(Image object location entries)
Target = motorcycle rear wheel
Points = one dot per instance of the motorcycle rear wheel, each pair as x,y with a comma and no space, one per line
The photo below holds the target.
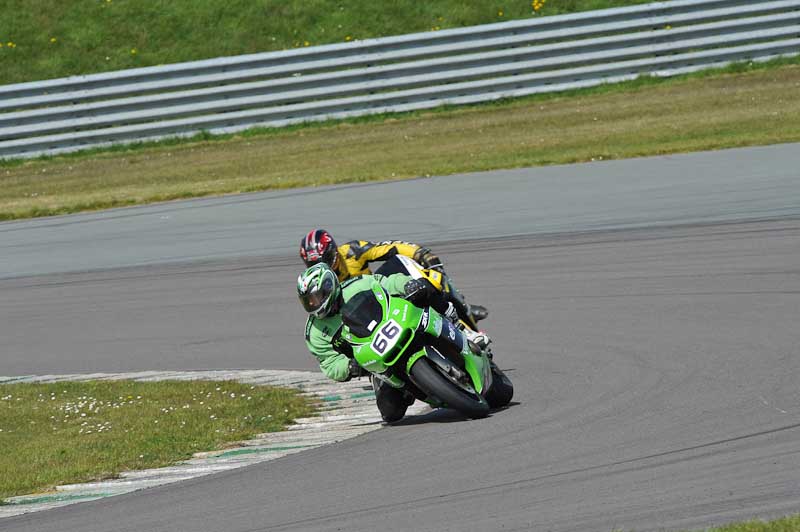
429,379
501,392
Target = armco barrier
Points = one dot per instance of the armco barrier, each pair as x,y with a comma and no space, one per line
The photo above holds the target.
402,73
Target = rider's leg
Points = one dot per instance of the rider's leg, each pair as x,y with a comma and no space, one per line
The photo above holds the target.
392,402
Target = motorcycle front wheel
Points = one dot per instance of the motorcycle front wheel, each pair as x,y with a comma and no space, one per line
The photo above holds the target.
429,378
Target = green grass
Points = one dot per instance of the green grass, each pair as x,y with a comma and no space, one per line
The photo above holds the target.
786,524
44,39
53,434
744,106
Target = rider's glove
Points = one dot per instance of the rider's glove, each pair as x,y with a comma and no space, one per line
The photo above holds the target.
428,259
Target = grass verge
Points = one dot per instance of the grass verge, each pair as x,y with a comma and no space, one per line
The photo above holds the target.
41,39
72,432
786,524
644,117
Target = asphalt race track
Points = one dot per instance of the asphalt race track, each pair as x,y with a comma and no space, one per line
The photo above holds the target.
647,312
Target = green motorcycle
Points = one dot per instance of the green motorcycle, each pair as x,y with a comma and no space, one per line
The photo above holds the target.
420,351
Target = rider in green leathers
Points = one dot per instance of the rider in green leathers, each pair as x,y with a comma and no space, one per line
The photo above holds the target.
322,296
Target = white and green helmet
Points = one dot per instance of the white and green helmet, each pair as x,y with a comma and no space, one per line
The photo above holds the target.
318,289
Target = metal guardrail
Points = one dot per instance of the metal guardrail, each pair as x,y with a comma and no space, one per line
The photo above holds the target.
407,72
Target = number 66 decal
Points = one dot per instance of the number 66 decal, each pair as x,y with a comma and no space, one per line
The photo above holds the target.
386,338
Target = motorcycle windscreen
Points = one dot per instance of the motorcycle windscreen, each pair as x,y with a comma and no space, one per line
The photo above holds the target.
362,313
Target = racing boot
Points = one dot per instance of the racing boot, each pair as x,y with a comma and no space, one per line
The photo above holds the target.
478,341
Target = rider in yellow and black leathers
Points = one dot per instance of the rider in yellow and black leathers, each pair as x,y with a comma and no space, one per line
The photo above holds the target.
354,257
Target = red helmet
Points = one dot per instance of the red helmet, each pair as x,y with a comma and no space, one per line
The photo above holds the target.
319,246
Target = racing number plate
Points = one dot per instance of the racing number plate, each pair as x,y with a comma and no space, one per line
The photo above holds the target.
386,337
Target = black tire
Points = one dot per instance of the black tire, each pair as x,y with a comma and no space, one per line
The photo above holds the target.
429,379
502,389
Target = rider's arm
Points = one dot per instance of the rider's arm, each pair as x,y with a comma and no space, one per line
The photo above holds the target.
394,284
365,252
334,365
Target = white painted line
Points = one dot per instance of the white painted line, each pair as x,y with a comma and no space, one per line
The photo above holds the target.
348,410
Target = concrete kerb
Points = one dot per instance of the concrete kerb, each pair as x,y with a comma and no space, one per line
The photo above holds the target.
348,410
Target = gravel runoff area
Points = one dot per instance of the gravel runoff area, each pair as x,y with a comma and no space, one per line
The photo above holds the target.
347,410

**THE PROBLEM**
Above are the records; reproduce them exactly and leave out the pictures.

**EXERCISE ANSWER**
Target = motorcycle rear wheel
Points = one dot per instance of the motorcycle rear wheel, each pair as x,y with a comma and no space, one per line
The photo below holds the target.
429,379
501,392
Target = armco barrier
Points = one dot per instance of the armco barrier, each pair as x,y with a comma and no space, one per line
The photo above holds the target.
402,73
Target = rider's leg
Points = one dot per instance of the rider's leg, each pair as x,y with a comma and no space, one per line
The photo above holds the target.
392,402
Target = motorcycle front wheel
Points = one dot per instance of the motorcycle front wheel, each pair as x,y with a comma and no space, one per line
The photo above holds the target.
429,378
Target = green grass
Points = one dot per instance of the green grass, each pair as x,y with a comma and no space, one per line
The photo above holds the target.
786,524
44,39
53,434
744,106
Target = rider's glove
Points = one dot per instance of the rider's glove, each pair as x,y with a comma and no space, one per line
The photo above holds the target.
428,259
Target = grass verge
Points = one dot per instance of the grass verge, each pair as x,y with a comma and no space, one per line
The photo above holds the target.
41,39
72,432
786,524
644,117
Target = asphalt race track
Points = one dot per instance of the asphalt race track, each pair as x,y with a comma and no space, one per line
The photo above holds the target.
647,312
Target = green motorcycle
Points = one dot per instance of the green motorcycle, each pair as x,y with a comma and no space, one per line
The photo above holds the target.
420,351
Target = rider in green leathers
Points = one dot per instance of the rider in green leathers, each pair as x,y with a comma and no space, one per line
The photo above holds the target.
322,296
Target = white and green helmet
Points = one dot per instance of the white and green helmet, each pair as x,y with a comma and no space, one per line
The photo above holds the target.
318,289
Target = metal guardrail
Points = one dot per instance of the metal guardrail, each pair as x,y with a comma and no space, one per line
The photo above holds the target.
407,72
Target = number 66 decal
Points = one dot per instance of the number 66 decal, each pair as x,y with a comma and no space, one per line
The photo above holds the target.
386,338
Target = motorcycle windscreen
Points = one dot per instance of the motorcycle windscreen, each pair as x,y with a comma and no space, one per line
The photo above holds the target.
362,313
Target = racing boot
Points = one dot per instance of the racing boot, each pair as x,y with a comma and no space, one per line
The photo above holds the target.
478,341
Target = rider in yellow and black leathers
Points = one dot per instance of the rider in yellow and black leathers, each pair as x,y with a comma and no space, one per line
The photo above holds the target.
354,257
Target = red helmet
Points = one dot per instance of the red helmet, each pair as x,y with a comma and no space, one per line
The photo above holds the target.
319,246
Target = racing number plate
Points = one dot per instance of the racing number plate, each pair as x,y with a comma and no space, one per line
The photo above holds the target.
386,337
Target = black tire
Points = one dot per instance of the black tire, each pair as x,y with a comma and no space, one per line
The photo above holds the target.
429,379
502,389
Target = rider's arm
Points = one dot per instance of the rider's arm, each pair as x,y with a comma and no space, one per line
The photo above holds the target.
394,284
365,252
334,365
Target = white painted line
Points = one dot per instance of the white painted line, each pair as x,y with a comma and no space, one per line
The photo above holds the target.
348,410
Target = concrete kerb
Points = one dot per instance of the concrete kerb, each pair as x,y with a comma and no space, one per line
The photo above holds the target.
348,410
Target = gravel runoff area
Points = one dot per instance of the gravel runoff area, each pair as x,y with a comma and no space, one per line
The photo above holds the target.
347,410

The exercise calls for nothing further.